> PROBLEM STATEMENT: Please reproduce word for word the part of the Second Life post below that begins at the words "Drats. Foiled again." and stops after "their own trailer.".

> DOCUMENT SECTION:
================================

Saturday, November 21, 2009
HCwDB on Second Life
This is a real image from “Second Life,” in which douches can now create tatted up, uber-pumped online alter-egos.
With bling. And Douchebaguette on arm. And underwear poke. And six pound watch.
I suppose when the human body emulates the hyper-spectacle of the brand-name billboard, it’s only a matter of time before the avatars follow.
A virtual echo of a corporeal echo of a virtual spectacle.
…and suddenly cyberterrorism makes COMPLETE sense.
First!!!
I mean second.
Drats. Foiled again.
When douche invades not only a scrotes first life but his "Second Life" all is lost.
Xenu weeps……..
Second life. When your real life has no meaning.
This game helps them practice new douche innovations in the safety of their own trailer.
I think I will buy it and go on a virtual douche rampage.
I'd 1080p in her butt.
do their avatars have roid shriveled balls too?
I await new douchey rebuttals:
"SEE? U H8RZ GOT NOOOOO LIFES N I GOT 2 NOW HAHAHA LOL OMG MAYBE U SHULD GET OUTA DA BASEMENT AN GET JACKED LIKE BOTH ME'S LOLOL"
Sorry, that should read:
"C U H8RZ….."

================================

Stored entries
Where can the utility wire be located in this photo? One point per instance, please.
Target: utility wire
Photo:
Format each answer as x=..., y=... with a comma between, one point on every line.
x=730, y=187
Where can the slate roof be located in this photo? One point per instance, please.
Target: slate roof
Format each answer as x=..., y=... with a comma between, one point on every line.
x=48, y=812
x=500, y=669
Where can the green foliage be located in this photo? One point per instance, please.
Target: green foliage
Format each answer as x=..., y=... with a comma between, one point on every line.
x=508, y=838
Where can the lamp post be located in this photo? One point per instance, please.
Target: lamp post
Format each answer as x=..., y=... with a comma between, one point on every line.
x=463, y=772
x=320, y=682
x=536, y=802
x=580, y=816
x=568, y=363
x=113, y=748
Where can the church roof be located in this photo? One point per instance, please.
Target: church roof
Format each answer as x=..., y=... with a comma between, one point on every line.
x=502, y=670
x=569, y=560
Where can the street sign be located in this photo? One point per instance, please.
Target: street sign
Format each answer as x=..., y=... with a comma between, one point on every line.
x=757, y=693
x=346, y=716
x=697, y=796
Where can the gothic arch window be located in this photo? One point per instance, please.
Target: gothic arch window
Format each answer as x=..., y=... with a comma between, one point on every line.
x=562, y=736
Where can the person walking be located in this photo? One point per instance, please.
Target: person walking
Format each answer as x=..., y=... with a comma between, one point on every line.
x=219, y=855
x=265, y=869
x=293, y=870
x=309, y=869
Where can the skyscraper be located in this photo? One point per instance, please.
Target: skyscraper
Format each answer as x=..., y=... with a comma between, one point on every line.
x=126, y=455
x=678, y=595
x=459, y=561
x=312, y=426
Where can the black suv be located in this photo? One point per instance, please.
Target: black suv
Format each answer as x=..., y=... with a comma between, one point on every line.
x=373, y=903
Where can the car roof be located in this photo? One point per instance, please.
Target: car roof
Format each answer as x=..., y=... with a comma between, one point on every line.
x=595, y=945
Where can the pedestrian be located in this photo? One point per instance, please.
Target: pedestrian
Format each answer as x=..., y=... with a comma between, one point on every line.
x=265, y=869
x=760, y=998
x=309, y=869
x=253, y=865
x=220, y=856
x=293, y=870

================================

> RESULT OF THE TASK:
Drats. Foiled again.
When douche invades not only a scrotes first life but his "Second Life" all is lost.
Xenu weeps……..
Second life. When your real life has no meaning.
This game helps them practice new douche innovations in the safety of their own trailer.